# Aim 1
Return the part of the LUCENE-1717 commit page below, starting with "1. LUCENE-1419: Add" and going on through "term applies to.", copied character for character.
— start Extracted text —
LUCENE-1717: properly account for RAM used by buffered deletes

git-svn-id: https://svn.apache.org/repos/asf/lucene/java/trunk@792532 13f79535-47bb-0310-9956-ffa450edef68
2009-07-09 12:44:57 +00:00 · 2009-07-09 12:44:57 +00:00 · 1f1fa05a7e
parent 343f292dad
commit 1f1fa05a7e
4 changed files with 103 additions and 27 deletions
--- a/CHANGES.txt
+++ b/CHANGES.txt
@ -127,6 +127,9 @@ Changes in runtime behavior
    is failing to close reader/writers.  (Brian Groose via Mike
    McCandless)

+ 9. LUCENE-1717: Fixed IndexWriter to account for RAM usage of
+    buffered deletions.  (Mike McCandless)
+
 API Changes

 1. LUCENE-1419: Add expert API to set custom indexing chain. This API is 
--- a/src/java/org/apache/lucene/index/BufferedDeletes.java
+++ b/src/java/org/apache/lucene/index/BufferedDeletes.java
@ -35,6 +35,7 @@ class BufferedDeletes {
  HashMap terms = new HashMap();
  HashMap queries = new HashMap();
  List docIDs = new ArrayList();
+  long bytesUsed;

  // Number of documents a delete term applies to.
— end Extracted text —
— start Supplied data —
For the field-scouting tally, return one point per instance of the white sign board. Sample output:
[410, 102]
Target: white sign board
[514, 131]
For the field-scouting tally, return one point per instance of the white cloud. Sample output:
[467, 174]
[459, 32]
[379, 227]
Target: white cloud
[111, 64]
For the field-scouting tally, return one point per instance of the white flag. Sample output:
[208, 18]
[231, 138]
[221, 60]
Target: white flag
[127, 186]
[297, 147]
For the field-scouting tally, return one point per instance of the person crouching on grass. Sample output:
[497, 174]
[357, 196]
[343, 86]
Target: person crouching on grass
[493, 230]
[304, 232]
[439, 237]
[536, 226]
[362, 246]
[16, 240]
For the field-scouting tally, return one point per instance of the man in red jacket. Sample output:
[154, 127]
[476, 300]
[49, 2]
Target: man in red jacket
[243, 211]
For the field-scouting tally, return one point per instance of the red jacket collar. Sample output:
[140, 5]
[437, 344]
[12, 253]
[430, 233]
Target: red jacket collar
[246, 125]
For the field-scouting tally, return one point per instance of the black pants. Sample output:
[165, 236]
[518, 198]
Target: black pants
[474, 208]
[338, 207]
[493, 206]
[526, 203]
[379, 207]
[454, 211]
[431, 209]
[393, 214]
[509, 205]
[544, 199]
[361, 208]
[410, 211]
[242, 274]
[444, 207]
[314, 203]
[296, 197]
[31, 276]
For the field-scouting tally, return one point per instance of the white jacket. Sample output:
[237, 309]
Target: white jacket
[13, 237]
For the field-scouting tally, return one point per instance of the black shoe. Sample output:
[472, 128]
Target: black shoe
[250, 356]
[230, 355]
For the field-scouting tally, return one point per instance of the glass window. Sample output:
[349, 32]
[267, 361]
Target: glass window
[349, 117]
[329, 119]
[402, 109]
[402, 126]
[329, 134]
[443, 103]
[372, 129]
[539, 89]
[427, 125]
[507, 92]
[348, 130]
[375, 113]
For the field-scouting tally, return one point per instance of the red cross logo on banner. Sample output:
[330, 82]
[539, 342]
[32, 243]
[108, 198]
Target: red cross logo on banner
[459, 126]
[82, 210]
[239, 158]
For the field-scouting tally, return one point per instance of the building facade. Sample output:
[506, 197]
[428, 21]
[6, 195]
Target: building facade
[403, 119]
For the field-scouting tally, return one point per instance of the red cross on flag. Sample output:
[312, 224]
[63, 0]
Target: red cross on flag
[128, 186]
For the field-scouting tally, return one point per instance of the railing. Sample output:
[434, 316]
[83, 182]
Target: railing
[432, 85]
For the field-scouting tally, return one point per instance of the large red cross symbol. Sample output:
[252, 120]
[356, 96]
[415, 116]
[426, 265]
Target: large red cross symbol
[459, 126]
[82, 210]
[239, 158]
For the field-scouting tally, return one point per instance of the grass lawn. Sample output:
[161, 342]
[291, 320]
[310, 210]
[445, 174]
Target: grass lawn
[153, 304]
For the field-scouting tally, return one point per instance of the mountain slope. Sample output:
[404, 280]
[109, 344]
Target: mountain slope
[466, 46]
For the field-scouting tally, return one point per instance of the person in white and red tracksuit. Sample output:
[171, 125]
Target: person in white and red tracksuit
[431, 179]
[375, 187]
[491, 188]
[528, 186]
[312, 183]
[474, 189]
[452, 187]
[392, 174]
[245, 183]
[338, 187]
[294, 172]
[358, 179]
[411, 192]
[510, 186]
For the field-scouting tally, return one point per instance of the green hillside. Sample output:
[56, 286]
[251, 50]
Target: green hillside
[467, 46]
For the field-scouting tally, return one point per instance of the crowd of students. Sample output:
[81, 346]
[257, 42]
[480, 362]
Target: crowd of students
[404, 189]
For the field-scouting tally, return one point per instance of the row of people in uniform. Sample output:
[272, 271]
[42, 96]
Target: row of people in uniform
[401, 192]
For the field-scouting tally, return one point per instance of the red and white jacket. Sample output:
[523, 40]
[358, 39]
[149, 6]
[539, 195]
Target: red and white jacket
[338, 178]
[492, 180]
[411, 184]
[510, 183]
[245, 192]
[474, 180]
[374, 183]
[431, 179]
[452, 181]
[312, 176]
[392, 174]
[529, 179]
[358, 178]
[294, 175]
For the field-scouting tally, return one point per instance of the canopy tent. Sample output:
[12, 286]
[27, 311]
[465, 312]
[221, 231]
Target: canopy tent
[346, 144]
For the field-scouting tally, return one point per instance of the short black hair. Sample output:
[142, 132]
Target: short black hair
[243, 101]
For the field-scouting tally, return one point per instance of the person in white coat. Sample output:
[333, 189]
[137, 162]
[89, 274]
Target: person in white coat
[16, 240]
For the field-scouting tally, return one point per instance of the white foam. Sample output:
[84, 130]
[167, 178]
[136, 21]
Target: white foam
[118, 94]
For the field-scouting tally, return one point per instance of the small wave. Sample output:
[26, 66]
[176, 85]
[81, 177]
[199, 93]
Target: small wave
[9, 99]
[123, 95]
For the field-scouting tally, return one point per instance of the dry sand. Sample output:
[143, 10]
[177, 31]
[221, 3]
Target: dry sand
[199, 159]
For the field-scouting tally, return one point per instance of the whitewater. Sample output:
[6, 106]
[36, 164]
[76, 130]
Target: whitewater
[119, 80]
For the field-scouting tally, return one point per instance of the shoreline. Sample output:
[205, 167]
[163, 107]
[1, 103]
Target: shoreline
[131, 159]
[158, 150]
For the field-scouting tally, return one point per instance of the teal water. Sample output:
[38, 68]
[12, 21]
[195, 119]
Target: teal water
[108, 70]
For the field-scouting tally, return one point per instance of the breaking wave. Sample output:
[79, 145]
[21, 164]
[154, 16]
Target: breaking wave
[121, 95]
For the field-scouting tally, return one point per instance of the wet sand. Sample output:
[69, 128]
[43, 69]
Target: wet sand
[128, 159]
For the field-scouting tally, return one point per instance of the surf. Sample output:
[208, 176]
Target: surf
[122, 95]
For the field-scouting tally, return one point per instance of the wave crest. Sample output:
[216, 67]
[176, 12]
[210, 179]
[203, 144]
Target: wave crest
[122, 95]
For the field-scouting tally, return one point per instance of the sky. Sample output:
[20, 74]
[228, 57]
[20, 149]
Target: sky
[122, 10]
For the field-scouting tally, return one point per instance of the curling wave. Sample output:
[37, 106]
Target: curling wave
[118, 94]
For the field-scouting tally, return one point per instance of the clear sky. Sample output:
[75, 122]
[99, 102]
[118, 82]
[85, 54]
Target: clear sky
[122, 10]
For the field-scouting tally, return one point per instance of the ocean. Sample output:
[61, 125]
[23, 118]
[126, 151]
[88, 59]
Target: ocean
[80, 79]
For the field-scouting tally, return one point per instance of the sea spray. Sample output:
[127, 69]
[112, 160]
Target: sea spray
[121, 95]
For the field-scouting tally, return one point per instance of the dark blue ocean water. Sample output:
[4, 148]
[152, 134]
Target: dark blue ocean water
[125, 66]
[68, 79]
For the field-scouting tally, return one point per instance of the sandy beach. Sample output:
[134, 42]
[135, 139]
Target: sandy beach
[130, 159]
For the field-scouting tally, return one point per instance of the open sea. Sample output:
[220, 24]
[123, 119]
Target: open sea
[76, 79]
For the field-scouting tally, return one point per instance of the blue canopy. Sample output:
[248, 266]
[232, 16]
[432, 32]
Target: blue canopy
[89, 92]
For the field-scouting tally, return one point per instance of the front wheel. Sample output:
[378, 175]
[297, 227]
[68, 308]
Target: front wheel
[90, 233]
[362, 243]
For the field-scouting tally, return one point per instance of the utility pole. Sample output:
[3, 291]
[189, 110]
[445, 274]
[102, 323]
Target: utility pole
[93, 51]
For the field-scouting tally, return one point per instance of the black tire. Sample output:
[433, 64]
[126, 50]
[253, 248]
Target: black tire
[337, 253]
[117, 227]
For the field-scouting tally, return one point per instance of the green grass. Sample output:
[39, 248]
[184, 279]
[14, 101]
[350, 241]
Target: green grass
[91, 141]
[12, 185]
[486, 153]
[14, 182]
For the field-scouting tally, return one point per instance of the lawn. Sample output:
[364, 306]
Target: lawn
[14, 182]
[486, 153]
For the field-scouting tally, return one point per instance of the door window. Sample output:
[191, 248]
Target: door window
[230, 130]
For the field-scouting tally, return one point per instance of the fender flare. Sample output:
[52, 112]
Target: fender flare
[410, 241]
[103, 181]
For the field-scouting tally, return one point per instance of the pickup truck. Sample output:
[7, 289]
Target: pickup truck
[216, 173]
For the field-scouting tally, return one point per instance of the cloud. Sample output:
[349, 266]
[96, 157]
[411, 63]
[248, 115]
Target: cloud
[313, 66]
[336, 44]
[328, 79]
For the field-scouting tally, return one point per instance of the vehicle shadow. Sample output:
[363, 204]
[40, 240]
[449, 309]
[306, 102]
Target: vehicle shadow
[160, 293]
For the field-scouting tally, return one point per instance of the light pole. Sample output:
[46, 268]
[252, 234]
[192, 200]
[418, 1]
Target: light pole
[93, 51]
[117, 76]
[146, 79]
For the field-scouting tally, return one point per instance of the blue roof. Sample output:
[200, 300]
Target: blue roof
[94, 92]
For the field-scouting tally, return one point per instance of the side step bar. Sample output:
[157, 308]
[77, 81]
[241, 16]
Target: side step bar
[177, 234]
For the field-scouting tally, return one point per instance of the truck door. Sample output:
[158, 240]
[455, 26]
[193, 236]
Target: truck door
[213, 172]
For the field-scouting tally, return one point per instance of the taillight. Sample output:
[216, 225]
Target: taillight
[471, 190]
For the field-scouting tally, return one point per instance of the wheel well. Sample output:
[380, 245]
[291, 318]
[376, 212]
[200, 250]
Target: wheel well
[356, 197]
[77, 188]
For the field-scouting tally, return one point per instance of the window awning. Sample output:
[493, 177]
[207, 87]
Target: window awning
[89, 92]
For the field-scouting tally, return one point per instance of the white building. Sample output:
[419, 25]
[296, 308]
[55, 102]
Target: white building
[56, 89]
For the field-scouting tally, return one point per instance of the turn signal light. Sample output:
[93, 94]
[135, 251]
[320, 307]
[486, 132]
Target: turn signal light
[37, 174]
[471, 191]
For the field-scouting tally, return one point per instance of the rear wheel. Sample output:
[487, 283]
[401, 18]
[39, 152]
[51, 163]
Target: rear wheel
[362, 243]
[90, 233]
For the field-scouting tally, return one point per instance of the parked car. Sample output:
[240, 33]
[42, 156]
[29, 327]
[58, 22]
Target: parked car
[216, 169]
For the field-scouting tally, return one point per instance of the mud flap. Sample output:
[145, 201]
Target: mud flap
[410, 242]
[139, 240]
— end Supplied data —
# Aim 2
How many lines of the records above contain the string "black", matching case? Reply with the number only.

# Full output 1
1. LUCENE-1419: Add expert API to set custom indexing chain. This API is 
--- a/src/java/org/apache/lucene/index/BufferedDeletes.java
+++ b/src/java/org/apache/lucene/index/BufferedDeletes.java
@ -35,6 +35,7 @@ class BufferedDeletes {
  HashMap terms = new HashMap();
  HashMap queries = new HashMap();
  List docIDs = new ArrayList();
+  long bytesUsed;

  // Number of documents a delete term applies to.

# Full output 2
8